=== Selected excerpt ===
Why is Cybersecurity Important?

Reading time: 4 minutes


  • Cybersecurity isn't just for businesses
  • You can lose money and time trying to unravel damage after identity theft or fraud
  • Staying cyber secure can help reduce your risk of identity theft and fraud

Cybersecurity isn’t something only businesses and governments should worry about. To a hacker or fraudster, you – or rather, your devices -- are a treasure trove of information. That includes things like your birthdate, your bank account number or your passwords, but can also include other people’s information as well. 

There are other risks besides the threat of financial fraud or identity theft: Obtaining email addresses or phone numbers, for instance, could enable a hacker to send messages aimed at getting someone to click on a link and install malware on a computer.

Let’s look at some of the cyber threats you may face, and why cybersecurity is important.

How cyber thieves get your information

  • Hacking: Hacking is the process by which fraudsters can gain access to your computer. They may find weaknesses in your security settings, for example, and exploit them to get your information.
=== Data records ===
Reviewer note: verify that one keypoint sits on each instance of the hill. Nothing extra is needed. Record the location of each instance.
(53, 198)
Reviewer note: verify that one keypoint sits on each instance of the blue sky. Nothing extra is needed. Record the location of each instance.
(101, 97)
===
=== Data records ===
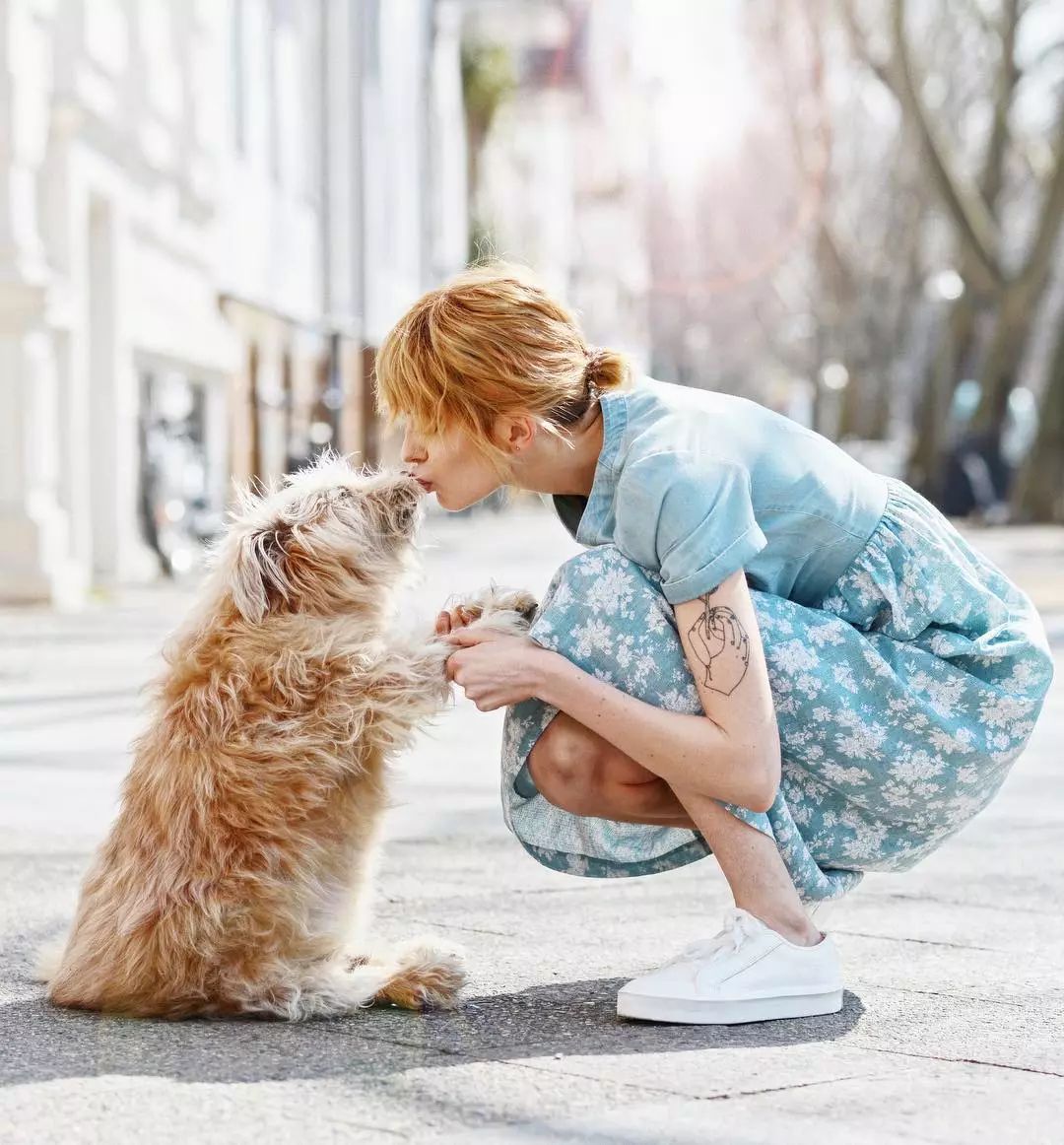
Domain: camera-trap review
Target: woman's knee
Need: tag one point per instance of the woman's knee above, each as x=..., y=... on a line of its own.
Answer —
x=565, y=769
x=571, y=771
===
__Problem description__
Pick up the article on why cybersecurity is important after its last sentence and continue writing it.

__Answer to the exercise__
  • Malware: Malware is any harmful program or file. There are different types, including computer viruses and worms, spyware and adware. They can also include so-called Trojan horses, which are malicious programs embedded in or disguised as legitimate software. These can delete your files and log your keystrokes, among other things.
  • Malware may come in the form of an email, text message or social media message, and the sender may appear to be someone you know – meaning that person may have been infected. It may say something like, “Hi John, you won’t believe this!” with a link or an attachment. If you receive any type of communication with a link or attachment, even if it’s from someone you know, contact them to verify its legitimacy before clicking on anything.
  • Identity Theft and Fraud: If information falls into the hands of identity thieves, they can help themselves to your money or open credit accounts in your name (which, of course, go unpaid). Good targets for identity thieves include your name, address, date of birth, mother’s maiden name, passport information, Social Insurance number, credit card or bank account number, and driver’s license number, among others.
  • Phishing and spoofing: Phishing and spoofing are similar to malware, as it uses the same tactics – only instead of an email, text or social media message purporting to be from someone you know, the message may seem to be from your bank, credit card company or financial institution (spoofing). It may say there is a problem with your account or there has been potential fraud, providing a link in the email to sign in to your account. If you click on the link, it may take you to a legitimate-looking website, but when you log in, you’re handing your username, password or other information over to hackers – who can use it to hijack your account and possibly steal money.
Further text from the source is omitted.